(Dataset records begins)
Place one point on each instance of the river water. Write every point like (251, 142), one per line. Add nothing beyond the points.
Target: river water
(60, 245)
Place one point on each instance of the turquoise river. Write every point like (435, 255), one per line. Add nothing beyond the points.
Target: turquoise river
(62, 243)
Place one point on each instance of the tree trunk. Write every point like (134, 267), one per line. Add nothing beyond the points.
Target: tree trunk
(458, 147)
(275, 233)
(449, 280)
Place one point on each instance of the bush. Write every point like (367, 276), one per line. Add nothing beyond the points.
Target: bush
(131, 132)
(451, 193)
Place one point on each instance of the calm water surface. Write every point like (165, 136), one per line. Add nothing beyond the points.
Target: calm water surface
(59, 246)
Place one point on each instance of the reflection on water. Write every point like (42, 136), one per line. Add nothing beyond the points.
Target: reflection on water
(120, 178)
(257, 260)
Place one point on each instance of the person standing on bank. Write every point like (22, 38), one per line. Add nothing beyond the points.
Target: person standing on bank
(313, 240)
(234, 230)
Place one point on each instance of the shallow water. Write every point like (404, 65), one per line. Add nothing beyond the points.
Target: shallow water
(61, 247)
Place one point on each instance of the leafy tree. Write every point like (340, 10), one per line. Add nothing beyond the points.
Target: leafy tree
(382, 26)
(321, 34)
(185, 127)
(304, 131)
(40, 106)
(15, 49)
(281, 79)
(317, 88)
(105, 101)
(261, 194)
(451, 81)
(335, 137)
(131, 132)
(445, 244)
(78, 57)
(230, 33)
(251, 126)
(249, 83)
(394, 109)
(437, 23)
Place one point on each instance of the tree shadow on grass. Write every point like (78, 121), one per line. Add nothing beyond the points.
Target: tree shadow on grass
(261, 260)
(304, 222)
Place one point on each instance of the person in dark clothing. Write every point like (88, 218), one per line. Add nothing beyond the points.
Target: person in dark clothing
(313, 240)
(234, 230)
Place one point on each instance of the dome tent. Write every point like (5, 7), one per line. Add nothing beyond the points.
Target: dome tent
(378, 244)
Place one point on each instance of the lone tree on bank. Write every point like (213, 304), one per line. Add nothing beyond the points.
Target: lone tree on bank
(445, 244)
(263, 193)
(Dataset records ends)
Exercise objective: Transcribe each line of the data above, unaltered, from the one where "Target: reflection on water" appears to the one where "Place one point on each instance of the person in" appears, inclusive of both.

Expected output:
Target: reflection on water
(120, 178)
(257, 260)
Place one point on each instance of the person standing on bank. Write every point like (22, 38), one per line. Add nothing beyond the points.
Target: person standing on bank
(313, 240)
(234, 230)
Place one point on each instance of the shallow water. Write every point like (404, 65), one per line. Add nothing beyond the points.
Target: shallow water
(61, 247)
Place one point on each instance of the leafy tree. Write every point like (340, 10), one per line. Add nothing beyond the points.
Target: leafy tree
(382, 26)
(321, 34)
(185, 127)
(304, 131)
(40, 106)
(15, 49)
(281, 79)
(317, 88)
(105, 101)
(261, 194)
(451, 81)
(335, 137)
(131, 132)
(445, 244)
(78, 57)
(230, 33)
(251, 126)
(249, 83)
(394, 109)
(437, 23)
Place one point on each instance of the tree shadow on grass. Write every point like (78, 121), one per line. Add nothing beyond the points.
Target: tree shadow on grass
(261, 260)
(304, 222)
Place one point on each instance of the person in dark clothing. Write every point like (88, 218), one per line. Add nothing beyond the points.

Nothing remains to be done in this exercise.